*Written exercise*. Copy nothing before the line that contains "For the benchmark, mark each instance of the license"; from there, transcribe each line exactly through the end of the material, omitting pictures.

(Rows from a pointing dataset)
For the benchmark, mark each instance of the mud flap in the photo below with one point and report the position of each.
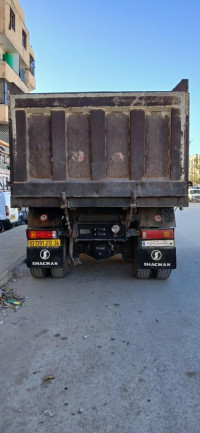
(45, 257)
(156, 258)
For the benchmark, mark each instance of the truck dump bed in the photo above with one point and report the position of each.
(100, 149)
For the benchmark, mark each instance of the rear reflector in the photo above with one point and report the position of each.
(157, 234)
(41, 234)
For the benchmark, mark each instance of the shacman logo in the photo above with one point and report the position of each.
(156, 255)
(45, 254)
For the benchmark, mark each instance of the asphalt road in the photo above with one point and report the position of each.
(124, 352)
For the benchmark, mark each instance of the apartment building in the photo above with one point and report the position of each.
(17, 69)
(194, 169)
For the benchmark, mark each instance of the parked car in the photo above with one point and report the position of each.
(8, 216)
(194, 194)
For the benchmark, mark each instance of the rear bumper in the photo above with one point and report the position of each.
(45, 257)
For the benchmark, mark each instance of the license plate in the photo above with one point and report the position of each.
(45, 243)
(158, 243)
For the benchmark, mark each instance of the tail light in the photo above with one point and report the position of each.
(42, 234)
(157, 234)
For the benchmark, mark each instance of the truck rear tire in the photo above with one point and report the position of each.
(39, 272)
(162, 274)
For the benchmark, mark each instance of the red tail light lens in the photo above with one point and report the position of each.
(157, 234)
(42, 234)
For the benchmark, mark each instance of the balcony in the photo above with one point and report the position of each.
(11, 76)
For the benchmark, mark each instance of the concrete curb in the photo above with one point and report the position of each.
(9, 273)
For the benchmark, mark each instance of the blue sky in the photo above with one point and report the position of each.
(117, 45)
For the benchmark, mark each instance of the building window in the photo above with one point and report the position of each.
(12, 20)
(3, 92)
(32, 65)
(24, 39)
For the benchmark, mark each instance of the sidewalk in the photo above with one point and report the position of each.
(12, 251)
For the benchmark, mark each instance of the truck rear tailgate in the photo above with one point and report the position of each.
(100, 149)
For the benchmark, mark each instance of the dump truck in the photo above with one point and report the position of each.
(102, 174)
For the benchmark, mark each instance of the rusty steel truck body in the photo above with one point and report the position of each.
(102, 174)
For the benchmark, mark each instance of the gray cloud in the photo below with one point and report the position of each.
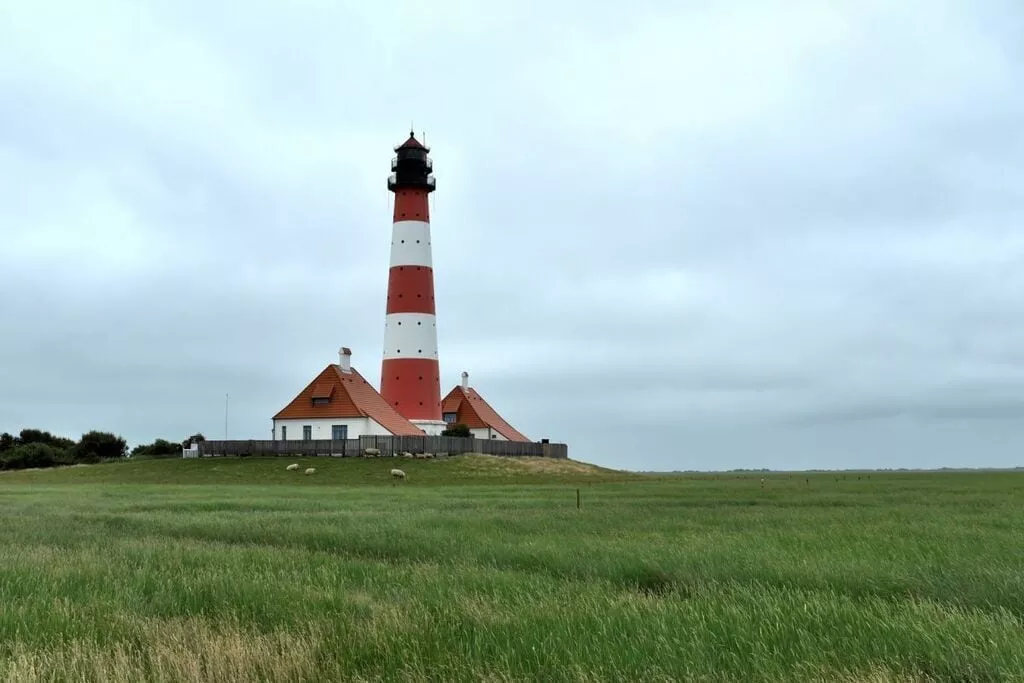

*Problem solution*.
For the benchmark, mark each instance of the license plate in the photo above with one point and report the position of each.
(45, 243)
(158, 243)
For the benchmark, mark each instance of the tail light in the photo above with one point and report the position of each.
(42, 234)
(157, 234)
For the benchmark, mark each instance of the truck rear tire in the photo above with one point and report the position of each.
(39, 272)
(162, 274)
For the benchmark, mark each instance of the red tail light lens in the photo above with one point and report the position of each.
(157, 234)
(42, 234)
For the benchmark, mark each instance of the balcony in the photo above with one point and report the position of each.
(11, 76)
For the benchmark, mark each instance of the concrete curb in the photo above with one point and report the position of each.
(9, 273)
For the benchmark, mark each instance of the blue sky in the photo above with one point and report the position of each.
(117, 45)
For the benchmark, mark each instance of the building window in the photo above with one point and report the position of each.
(12, 20)
(3, 92)
(32, 65)
(24, 39)
For the benchmark, mark each instance of the sidewalk in the photo above with one point and report the position of each.
(12, 251)
For the benchmark, mark each instance of the truck rear tailgate in the photo above with one point and report the position of each.
(100, 149)
For the benchmark, mark each instance of the dump truck in the photo above with one point and report the position of each.
(102, 174)
For the benchmark, mark each instance of the rusty steel truck body in the photo above with one point and report the position of each.
(102, 174)
For the benchmark, mark each instance of the gray cloud in the photo below with one point and report the position of each.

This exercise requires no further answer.